Excerpt provided:
I chatted a bit about the history project in an interview with Elizabeth Andersen for her radio show The Tenth Voice which aired yesterday. We also talked about my books and writing. The Project has also been added to the set of Resources links under Writing Characters with Different Sexual Orientations. Writing the Other offers a wide variety of resources, including links, articles, videos, and classes.
Faderman, Lillian. 1981. Surpassing the Love of Men. William Morrow and Company, Inc., New York. ISBN 0-688-00396-6
A detailed and extensive study of the phenomenon of “romantic friendship” in western culture (primarily England and the US).
II.A.1 The Asexual Woman
As we enter the 19th century, this chapter centers around the famous 1811 trial in which two schoolmistresses, Miss Woods and Miss Pirie, were accused by a student of lesbianism and successfully sued the student’s guardian, Dame Gordon, for libel. The focal point of the trial was the argument that proper English ladies simply were not capable of behavior of that sort, while the lawyers for Dame Gordon dug into history as far back as Lucian’s Dialogues of the Courtesans to demonstrate the existence of the behavior that the two women were accused of.
One feature of the trial arguments that Faderman touches on is how the possibility of sex between women was displaced onto “foreign” women. The student who made the accusation (Dame Gordon’s granddaughter) was the out-of-wedlock child of an Indian mother, and suggestions were made that she was able to fabricate such a charge because women in places like India were more sexual and lascivious and the child had learned about things like lesbianism there.

Directions:
Using the post above about Surpassing the Love of Men, answer these:
1. Who interviewed the writer, and on which radio show?
2. Which two places does Faderman's study mainly cover?
3. For what did the two schoolmistresses successfully sue Dame Gordon?

Data for review:
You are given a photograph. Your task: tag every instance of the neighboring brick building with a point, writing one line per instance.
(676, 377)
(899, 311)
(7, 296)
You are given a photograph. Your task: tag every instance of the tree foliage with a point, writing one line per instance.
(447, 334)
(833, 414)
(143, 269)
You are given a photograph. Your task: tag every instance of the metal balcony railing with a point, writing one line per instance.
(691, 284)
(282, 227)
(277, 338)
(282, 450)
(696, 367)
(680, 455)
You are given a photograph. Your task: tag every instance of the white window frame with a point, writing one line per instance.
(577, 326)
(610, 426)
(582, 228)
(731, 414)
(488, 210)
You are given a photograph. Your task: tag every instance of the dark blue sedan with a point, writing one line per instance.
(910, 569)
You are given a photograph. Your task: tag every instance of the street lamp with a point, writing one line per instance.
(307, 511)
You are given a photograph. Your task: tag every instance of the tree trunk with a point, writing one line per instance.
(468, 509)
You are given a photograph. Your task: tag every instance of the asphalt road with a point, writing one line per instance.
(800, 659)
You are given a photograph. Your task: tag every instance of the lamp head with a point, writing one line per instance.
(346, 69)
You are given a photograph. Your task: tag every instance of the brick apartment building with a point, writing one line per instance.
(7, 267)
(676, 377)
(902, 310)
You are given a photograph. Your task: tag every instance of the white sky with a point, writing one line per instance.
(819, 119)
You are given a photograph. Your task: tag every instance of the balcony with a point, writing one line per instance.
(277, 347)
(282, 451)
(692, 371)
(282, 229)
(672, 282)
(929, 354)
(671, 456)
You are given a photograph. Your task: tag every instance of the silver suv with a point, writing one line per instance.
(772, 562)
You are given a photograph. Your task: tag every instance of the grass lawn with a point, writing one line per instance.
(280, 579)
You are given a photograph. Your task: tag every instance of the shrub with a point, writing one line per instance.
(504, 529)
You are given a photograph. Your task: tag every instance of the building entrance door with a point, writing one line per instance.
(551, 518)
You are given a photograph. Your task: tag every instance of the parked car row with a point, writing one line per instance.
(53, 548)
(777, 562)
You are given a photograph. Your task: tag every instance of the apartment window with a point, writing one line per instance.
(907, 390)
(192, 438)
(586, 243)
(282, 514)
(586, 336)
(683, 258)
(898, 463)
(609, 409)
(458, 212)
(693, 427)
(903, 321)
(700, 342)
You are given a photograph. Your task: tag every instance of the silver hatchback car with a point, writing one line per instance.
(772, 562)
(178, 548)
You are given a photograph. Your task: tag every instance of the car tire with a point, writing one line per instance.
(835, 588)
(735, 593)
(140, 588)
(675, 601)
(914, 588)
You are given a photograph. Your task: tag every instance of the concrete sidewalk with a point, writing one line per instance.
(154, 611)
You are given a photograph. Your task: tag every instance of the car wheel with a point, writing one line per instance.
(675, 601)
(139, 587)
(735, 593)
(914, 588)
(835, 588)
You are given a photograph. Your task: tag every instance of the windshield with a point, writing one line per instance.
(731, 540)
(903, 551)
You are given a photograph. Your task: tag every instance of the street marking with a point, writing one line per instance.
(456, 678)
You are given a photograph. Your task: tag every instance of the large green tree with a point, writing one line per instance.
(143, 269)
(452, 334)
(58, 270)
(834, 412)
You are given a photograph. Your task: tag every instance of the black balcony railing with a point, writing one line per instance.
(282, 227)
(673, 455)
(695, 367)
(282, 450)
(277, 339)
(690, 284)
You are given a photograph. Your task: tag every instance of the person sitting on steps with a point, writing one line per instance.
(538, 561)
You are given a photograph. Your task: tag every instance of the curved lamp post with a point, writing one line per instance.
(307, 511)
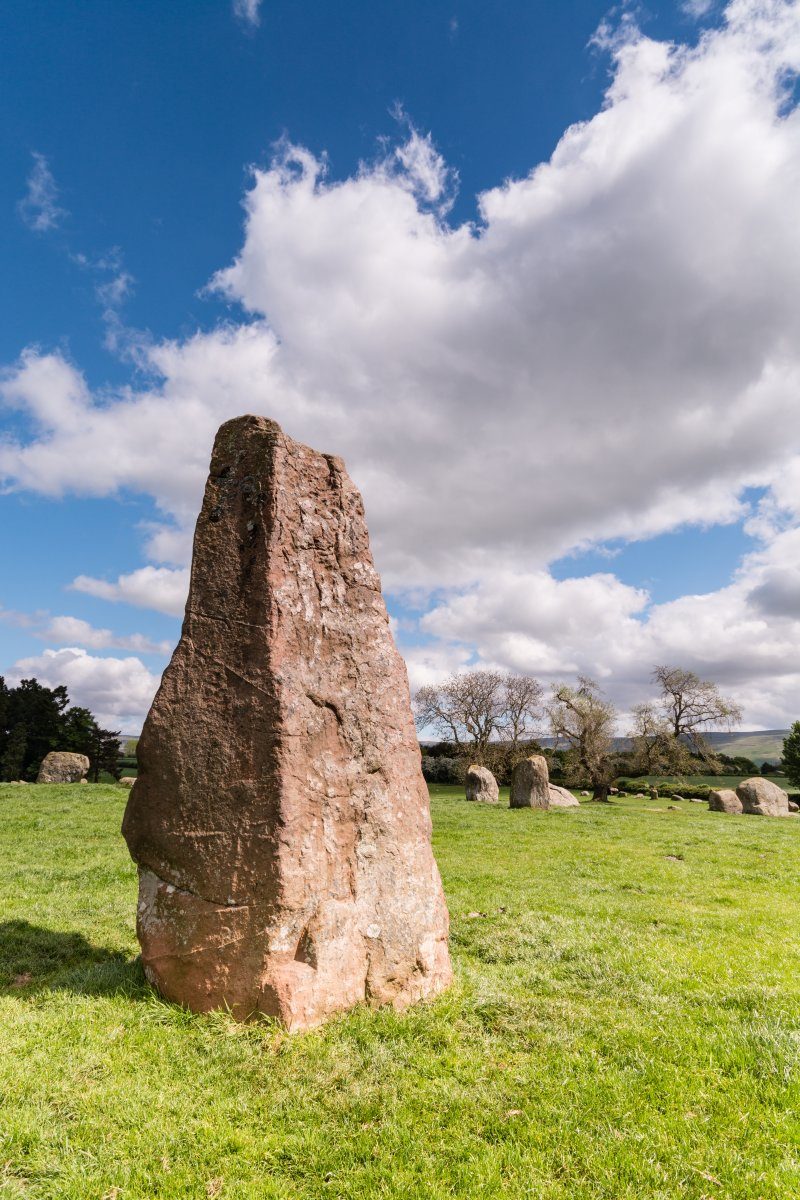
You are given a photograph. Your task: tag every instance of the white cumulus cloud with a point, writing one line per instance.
(162, 588)
(248, 11)
(118, 691)
(611, 351)
(73, 631)
(38, 208)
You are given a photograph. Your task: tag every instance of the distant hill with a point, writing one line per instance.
(761, 745)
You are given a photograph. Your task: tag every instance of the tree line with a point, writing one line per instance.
(35, 719)
(492, 718)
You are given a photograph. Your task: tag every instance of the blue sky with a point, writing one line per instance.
(133, 130)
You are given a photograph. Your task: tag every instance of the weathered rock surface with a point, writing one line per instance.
(561, 798)
(725, 799)
(481, 785)
(761, 797)
(280, 817)
(530, 784)
(62, 767)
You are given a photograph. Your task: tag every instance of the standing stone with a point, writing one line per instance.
(763, 798)
(725, 799)
(530, 784)
(481, 786)
(563, 798)
(62, 767)
(280, 819)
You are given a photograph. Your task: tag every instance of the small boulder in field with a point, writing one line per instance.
(530, 784)
(763, 798)
(481, 785)
(561, 798)
(725, 799)
(62, 767)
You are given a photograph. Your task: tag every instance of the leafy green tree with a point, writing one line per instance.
(12, 765)
(40, 709)
(792, 755)
(35, 719)
(104, 753)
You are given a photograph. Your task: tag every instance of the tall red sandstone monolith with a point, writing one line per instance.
(281, 821)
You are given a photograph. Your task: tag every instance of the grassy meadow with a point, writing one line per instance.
(625, 1023)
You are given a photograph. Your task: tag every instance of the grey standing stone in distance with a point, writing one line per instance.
(561, 798)
(763, 798)
(62, 767)
(725, 799)
(530, 784)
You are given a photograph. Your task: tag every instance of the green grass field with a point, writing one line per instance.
(625, 1023)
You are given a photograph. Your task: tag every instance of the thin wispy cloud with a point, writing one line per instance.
(40, 207)
(248, 11)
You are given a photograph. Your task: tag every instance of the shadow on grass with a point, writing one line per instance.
(32, 959)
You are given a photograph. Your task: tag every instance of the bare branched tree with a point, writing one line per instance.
(656, 751)
(523, 709)
(691, 705)
(477, 709)
(583, 720)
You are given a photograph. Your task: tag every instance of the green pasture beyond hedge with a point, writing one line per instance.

Response to the exercise:
1. Elizabeth Andersen, on The Tenth Voice
2. England and the US
3. Libel